(Texte fourni):
= = =
Bonjour à toutes et bonjour à tous, :)

 

Dans moins d'un an, les dimanches 22 avril et 6 mai 2012 aura lieu en France la neuvième élection présidentielle au suffrage universel de la Cinquième République. J'ai pensé qu'il vous serait peut être intéressant -surtout si vous n'étiez pas encore né à l'époque ;) - de vous faire connaître comment s'est déroulée, durant la soirée du dimanche 5 décembre 1965, la première "opération estimation" d'un institut de sondage en France, l'opération "Estimation Europe-IFOP".

 

Bien entendu, ce sujet n'est qu'à but "historique", je demande aux Webastrams de s'abstenir absolument de toutes les remarques à caractère politique qui sont interdites par la charte de Webastro. Merci par avance. :)
= = =
(Données extraites):
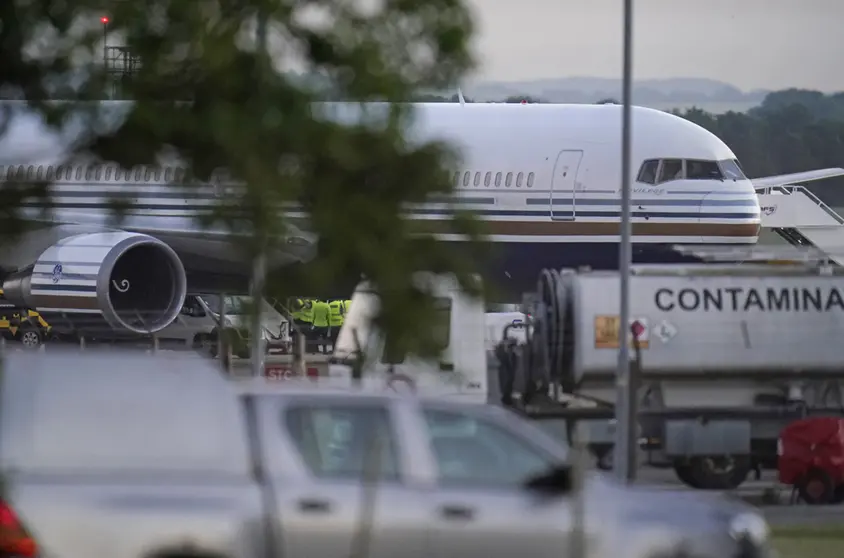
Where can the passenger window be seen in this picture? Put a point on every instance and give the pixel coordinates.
(647, 174)
(478, 451)
(732, 169)
(394, 350)
(703, 170)
(672, 169)
(338, 441)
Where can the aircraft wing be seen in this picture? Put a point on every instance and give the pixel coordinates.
(796, 177)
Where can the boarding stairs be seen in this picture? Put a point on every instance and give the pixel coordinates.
(802, 219)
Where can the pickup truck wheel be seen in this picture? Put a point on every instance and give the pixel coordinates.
(30, 337)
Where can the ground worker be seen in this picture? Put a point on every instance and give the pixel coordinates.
(335, 319)
(322, 326)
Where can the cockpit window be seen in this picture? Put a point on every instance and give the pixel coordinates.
(671, 169)
(703, 170)
(732, 169)
(647, 174)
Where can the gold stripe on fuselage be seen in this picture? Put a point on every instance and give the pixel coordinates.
(574, 228)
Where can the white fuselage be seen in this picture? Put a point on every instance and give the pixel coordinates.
(545, 179)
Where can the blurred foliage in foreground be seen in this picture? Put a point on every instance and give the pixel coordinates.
(238, 110)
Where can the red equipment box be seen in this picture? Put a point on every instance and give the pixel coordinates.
(811, 458)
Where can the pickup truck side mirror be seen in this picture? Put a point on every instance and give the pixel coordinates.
(556, 482)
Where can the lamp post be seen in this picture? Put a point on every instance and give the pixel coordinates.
(625, 397)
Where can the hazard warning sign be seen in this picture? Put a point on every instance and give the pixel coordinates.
(606, 332)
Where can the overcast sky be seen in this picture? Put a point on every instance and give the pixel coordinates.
(770, 44)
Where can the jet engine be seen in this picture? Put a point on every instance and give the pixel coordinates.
(131, 281)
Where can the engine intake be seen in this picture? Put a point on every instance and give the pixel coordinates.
(133, 281)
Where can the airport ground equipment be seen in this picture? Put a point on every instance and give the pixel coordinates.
(22, 325)
(799, 217)
(726, 355)
(811, 459)
(223, 469)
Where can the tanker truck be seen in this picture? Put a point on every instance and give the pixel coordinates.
(725, 357)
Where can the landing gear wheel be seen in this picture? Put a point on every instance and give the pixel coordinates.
(816, 487)
(30, 337)
(685, 475)
(720, 472)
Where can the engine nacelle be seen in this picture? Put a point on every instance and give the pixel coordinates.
(133, 281)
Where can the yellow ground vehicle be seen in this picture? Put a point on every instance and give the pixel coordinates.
(22, 324)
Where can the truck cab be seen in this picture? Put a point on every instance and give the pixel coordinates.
(461, 368)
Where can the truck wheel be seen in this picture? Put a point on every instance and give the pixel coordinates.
(685, 475)
(816, 487)
(720, 472)
(30, 337)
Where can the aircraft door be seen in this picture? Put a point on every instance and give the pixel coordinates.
(563, 198)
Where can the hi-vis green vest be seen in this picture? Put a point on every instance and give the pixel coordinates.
(298, 308)
(321, 312)
(335, 318)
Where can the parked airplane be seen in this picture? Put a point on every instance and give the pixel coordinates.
(545, 179)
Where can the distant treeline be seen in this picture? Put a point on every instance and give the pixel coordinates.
(791, 131)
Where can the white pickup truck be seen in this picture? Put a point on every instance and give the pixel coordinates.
(117, 455)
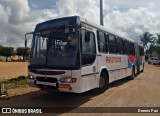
= = =
(Travail à faire):
Reproduis en entier et mot pour mot le texte sur la première soirée d'estimation électorale de 1965. Sers-toi uniquement du texte.

(Résultat de l'exercice):
Bonjour à toutes et bonjour à tous, :)

 

Dans moins d'un an, les dimanches 22 avril et 6 mai 2012 aura lieu en France la neuvième élection présidentielle au suffrage universel de la Cinquième République. J'ai pensé qu'il vous serait peut être intéressant -surtout si vous n'étiez pas encore né à l'époque ;) - de vous faire connaître comment s'est déroulée, durant la soirée du dimanche 5 décembre 1965, la première "opération estimation" d'un institut de sondage en France, l'opération "Estimation Europe-IFOP".

 

Bien entendu, ce sujet n'est qu'à but "historique", je demande aux Webastrams de s'abstenir absolument de toutes les remarques à caractère politique qui sont interdites par la charte de Webastro. Merci par avance. :)